The lines to extract begin at the one containing "of the window." and run to the end of the listing; set them down exactly and alone.
━━━━━━━━━━
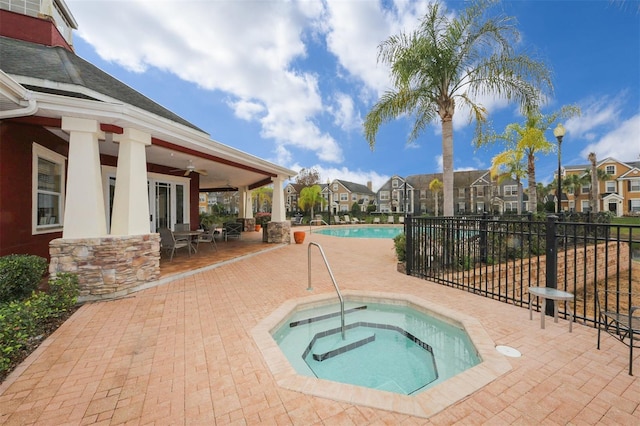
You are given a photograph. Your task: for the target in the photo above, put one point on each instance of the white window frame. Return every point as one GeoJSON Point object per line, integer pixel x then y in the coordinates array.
{"type": "Point", "coordinates": [38, 151]}
{"type": "Point", "coordinates": [613, 186]}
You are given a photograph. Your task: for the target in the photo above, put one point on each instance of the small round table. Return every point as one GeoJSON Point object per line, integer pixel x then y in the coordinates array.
{"type": "Point", "coordinates": [555, 295]}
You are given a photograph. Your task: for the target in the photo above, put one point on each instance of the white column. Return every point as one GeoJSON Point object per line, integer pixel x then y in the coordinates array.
{"type": "Point", "coordinates": [278, 212]}
{"type": "Point", "coordinates": [84, 212]}
{"type": "Point", "coordinates": [131, 200]}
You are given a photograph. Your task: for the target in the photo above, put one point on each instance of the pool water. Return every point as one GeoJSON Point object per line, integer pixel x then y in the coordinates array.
{"type": "Point", "coordinates": [361, 231]}
{"type": "Point", "coordinates": [386, 347]}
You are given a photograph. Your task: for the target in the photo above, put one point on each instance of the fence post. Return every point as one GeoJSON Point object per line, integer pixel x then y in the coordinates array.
{"type": "Point", "coordinates": [408, 251]}
{"type": "Point", "coordinates": [552, 259]}
{"type": "Point", "coordinates": [483, 238]}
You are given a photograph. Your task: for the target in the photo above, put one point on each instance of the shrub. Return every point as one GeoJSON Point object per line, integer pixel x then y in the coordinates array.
{"type": "Point", "coordinates": [22, 322]}
{"type": "Point", "coordinates": [20, 275]}
{"type": "Point", "coordinates": [400, 243]}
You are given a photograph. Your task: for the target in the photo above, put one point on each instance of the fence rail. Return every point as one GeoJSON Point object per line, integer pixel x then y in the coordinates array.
{"type": "Point", "coordinates": [500, 259]}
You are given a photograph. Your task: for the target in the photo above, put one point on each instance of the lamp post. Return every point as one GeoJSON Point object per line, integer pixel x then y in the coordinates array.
{"type": "Point", "coordinates": [329, 201]}
{"type": "Point", "coordinates": [558, 132]}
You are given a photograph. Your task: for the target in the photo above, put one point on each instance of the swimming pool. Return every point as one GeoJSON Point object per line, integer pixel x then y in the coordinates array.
{"type": "Point", "coordinates": [425, 403]}
{"type": "Point", "coordinates": [388, 347]}
{"type": "Point", "coordinates": [361, 231]}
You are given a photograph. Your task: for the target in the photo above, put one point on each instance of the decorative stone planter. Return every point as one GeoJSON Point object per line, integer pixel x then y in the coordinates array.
{"type": "Point", "coordinates": [298, 237]}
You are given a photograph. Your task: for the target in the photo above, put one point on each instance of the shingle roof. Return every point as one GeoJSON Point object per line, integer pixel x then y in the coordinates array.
{"type": "Point", "coordinates": [56, 64]}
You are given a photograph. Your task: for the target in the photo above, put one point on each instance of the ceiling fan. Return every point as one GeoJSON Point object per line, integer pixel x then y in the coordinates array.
{"type": "Point", "coordinates": [191, 168]}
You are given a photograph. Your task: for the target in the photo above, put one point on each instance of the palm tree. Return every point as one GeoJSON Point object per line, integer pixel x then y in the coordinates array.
{"type": "Point", "coordinates": [309, 197]}
{"type": "Point", "coordinates": [449, 59]}
{"type": "Point", "coordinates": [436, 187]}
{"type": "Point", "coordinates": [509, 165]}
{"type": "Point", "coordinates": [530, 138]}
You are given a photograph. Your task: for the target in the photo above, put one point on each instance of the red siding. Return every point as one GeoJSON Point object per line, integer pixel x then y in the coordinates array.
{"type": "Point", "coordinates": [28, 28]}
{"type": "Point", "coordinates": [15, 188]}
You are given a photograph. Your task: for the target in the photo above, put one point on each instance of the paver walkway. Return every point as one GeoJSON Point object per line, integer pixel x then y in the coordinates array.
{"type": "Point", "coordinates": [183, 353]}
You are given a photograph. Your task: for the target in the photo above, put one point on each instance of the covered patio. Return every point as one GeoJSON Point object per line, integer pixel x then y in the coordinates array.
{"type": "Point", "coordinates": [184, 353]}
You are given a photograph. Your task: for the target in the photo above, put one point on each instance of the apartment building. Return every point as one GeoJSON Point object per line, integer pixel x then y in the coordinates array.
{"type": "Point", "coordinates": [618, 188]}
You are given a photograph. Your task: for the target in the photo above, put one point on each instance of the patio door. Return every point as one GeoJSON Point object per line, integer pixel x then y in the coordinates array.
{"type": "Point", "coordinates": [169, 204]}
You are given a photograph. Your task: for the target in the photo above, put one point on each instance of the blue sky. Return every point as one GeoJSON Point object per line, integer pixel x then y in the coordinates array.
{"type": "Point", "coordinates": [291, 81]}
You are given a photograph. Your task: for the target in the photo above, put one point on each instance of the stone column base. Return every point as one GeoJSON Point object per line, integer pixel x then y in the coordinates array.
{"type": "Point", "coordinates": [110, 266]}
{"type": "Point", "coordinates": [278, 232]}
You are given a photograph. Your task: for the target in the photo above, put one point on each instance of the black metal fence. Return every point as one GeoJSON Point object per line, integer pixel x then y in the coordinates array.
{"type": "Point", "coordinates": [500, 258]}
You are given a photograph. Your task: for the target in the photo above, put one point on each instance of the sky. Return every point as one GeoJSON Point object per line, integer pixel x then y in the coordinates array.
{"type": "Point", "coordinates": [292, 81]}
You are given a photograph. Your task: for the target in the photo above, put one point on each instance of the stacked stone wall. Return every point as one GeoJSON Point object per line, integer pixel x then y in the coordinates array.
{"type": "Point", "coordinates": [110, 266]}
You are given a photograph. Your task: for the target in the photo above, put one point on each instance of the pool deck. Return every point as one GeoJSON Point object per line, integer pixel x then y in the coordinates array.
{"type": "Point", "coordinates": [184, 353]}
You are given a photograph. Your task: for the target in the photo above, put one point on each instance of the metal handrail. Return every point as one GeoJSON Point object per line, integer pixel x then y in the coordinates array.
{"type": "Point", "coordinates": [335, 284]}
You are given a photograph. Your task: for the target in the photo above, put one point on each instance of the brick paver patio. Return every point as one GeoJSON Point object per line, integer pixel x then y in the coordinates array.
{"type": "Point", "coordinates": [183, 353]}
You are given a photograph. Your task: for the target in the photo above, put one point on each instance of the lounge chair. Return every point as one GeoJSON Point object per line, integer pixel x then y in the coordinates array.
{"type": "Point", "coordinates": [624, 326]}
{"type": "Point", "coordinates": [232, 230]}
{"type": "Point", "coordinates": [169, 243]}
{"type": "Point", "coordinates": [208, 237]}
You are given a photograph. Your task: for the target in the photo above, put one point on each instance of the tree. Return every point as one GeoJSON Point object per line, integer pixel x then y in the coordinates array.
{"type": "Point", "coordinates": [530, 138]}
{"type": "Point", "coordinates": [454, 58]}
{"type": "Point", "coordinates": [509, 165]}
{"type": "Point", "coordinates": [309, 197]}
{"type": "Point", "coordinates": [308, 177]}
{"type": "Point", "coordinates": [436, 187]}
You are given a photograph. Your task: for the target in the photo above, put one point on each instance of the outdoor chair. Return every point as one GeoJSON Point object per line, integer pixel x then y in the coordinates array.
{"type": "Point", "coordinates": [622, 324]}
{"type": "Point", "coordinates": [208, 237]}
{"type": "Point", "coordinates": [168, 242]}
{"type": "Point", "coordinates": [232, 230]}
{"type": "Point", "coordinates": [182, 227]}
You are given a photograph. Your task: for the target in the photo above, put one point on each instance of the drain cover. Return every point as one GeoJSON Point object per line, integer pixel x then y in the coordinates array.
{"type": "Point", "coordinates": [508, 351]}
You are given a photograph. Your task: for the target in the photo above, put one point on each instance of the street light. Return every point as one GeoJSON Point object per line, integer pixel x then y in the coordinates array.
{"type": "Point", "coordinates": [329, 201]}
{"type": "Point", "coordinates": [558, 132]}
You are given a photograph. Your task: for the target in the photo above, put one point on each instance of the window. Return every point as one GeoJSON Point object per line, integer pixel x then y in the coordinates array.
{"type": "Point", "coordinates": [510, 190]}
{"type": "Point", "coordinates": [48, 189]}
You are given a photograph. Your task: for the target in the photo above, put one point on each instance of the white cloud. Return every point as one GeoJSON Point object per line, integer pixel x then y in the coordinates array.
━━━━━━━━━━
The completed task:
You are given a photograph. Your task: for the target in the photo above, put one point on each instance of the window. Return every point as one GeoJSON Point object per line, integer pixel x then y in the coordinates array.
{"type": "Point", "coordinates": [510, 190]}
{"type": "Point", "coordinates": [48, 189]}
You are given a photograph. Your task: for the target in the photo above, put one point on each instance of the white cloud. Return every point as one GeoJSON Point object per line, integer pixel x then y in the coordinates array.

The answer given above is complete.